[Work to complete]
- a) In the passage on the right-brain myth, what is tasseomancy?
- b) Write out the part of the passage on the right-brain myth that runs from "First, it does" to "a quick buck.", keeping its wording unchanged.

[Source text]
BEGIN
It seems as if – to her credit – Edwards has altered her approach in the light of our growing understanding of how the brain works. Not everyone has done the same. There are still plenty of suppliers of education and training materials using the myth of the creative right side of the brain. A supplier of children's educational materials calls the right brain creative, intuitive and you can buy a book of exercises 'for the creative side of your brain'. Some of this material may be excellent, like Betty Edwards' book. But like Edwards' book, if it's good enough, it shouldn't need the pseudo science. There are plenty of problems with this sort of sloppy thinking. Here are two.

First, it does the learning and development community as a whole no good at all. We all get tarred with the same brush. To the many who know the reality of the situation, we appear either as a bunch of air-heads who don't understand the science or, worse, as greedy individuals who know how people really learn, but ignore it to make a quick buck.

It's all in the tea leaves...

Second, step into pseudo-science, and you'll be in some pretty interesting company. If the title of Margaret Ruth's column in the Huffington Post doesn't give it away – Right brain thinking is the hottest new fad! Ways to enhance your intuition – then the invitation to 'read more' with links to aura reading, boards, crystal ball, numerology and tasseomancy (tea leaf reading) among others might make you think about the company you want to keep.
END
[Data records]
BEGIN
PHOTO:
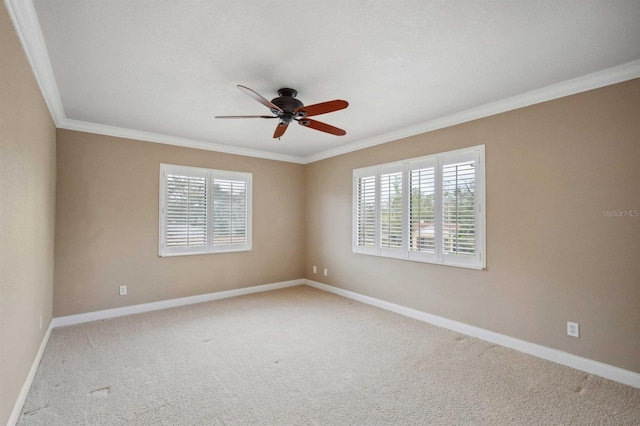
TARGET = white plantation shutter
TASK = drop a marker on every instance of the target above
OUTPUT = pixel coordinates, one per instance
(186, 211)
(423, 224)
(391, 211)
(229, 212)
(365, 189)
(458, 208)
(428, 209)
(203, 210)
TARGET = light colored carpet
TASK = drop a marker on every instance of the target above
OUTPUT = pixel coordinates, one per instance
(300, 356)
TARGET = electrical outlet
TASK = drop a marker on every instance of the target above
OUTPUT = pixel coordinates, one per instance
(573, 329)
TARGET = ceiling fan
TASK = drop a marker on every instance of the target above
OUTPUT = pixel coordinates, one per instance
(287, 108)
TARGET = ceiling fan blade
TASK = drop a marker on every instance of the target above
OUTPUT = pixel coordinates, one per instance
(264, 101)
(323, 127)
(323, 108)
(280, 130)
(245, 116)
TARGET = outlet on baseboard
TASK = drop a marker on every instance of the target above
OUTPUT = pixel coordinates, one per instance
(573, 329)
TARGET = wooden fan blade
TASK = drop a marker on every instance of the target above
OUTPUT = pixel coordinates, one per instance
(245, 116)
(264, 101)
(280, 130)
(323, 127)
(323, 108)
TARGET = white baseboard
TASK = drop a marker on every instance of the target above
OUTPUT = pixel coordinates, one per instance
(172, 303)
(22, 397)
(607, 371)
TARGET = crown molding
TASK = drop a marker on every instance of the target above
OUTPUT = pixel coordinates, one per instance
(587, 82)
(120, 132)
(25, 21)
(23, 15)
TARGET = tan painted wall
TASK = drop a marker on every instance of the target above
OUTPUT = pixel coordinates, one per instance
(107, 225)
(27, 208)
(551, 254)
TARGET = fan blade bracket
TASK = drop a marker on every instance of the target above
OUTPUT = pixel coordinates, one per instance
(245, 116)
(258, 97)
(280, 129)
(323, 127)
(321, 108)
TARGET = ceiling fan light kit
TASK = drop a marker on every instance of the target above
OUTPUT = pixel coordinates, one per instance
(287, 109)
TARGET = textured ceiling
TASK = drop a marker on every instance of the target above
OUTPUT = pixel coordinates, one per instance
(168, 67)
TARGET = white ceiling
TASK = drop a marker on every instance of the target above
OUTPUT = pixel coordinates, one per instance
(161, 70)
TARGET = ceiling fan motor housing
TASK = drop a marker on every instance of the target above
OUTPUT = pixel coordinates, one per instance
(288, 103)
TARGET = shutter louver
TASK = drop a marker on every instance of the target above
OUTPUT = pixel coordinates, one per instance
(458, 208)
(391, 210)
(186, 211)
(421, 210)
(366, 212)
(229, 212)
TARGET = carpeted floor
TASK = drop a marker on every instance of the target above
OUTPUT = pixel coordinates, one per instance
(300, 356)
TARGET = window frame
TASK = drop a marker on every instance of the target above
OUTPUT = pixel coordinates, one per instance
(211, 175)
(438, 161)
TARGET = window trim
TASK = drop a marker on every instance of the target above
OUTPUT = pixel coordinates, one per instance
(211, 174)
(438, 160)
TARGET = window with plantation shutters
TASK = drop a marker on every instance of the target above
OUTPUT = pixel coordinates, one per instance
(186, 211)
(365, 212)
(203, 210)
(391, 211)
(427, 209)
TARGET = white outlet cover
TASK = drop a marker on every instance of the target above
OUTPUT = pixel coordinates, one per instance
(573, 329)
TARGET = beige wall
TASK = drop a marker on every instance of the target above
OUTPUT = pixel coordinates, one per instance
(107, 225)
(27, 208)
(552, 256)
END
[Task-by-task results]
- a) Tea leaf reading.

- b)
First, it does the learning and development community as a whole no good at all. We all get tarred with the same brush. To the many who know the reality of the situation, we appear either as a bunch of air-heads who don't understand the science or, worse, as greedy individuals who know how people really learn, but ignore it to make a quick buck.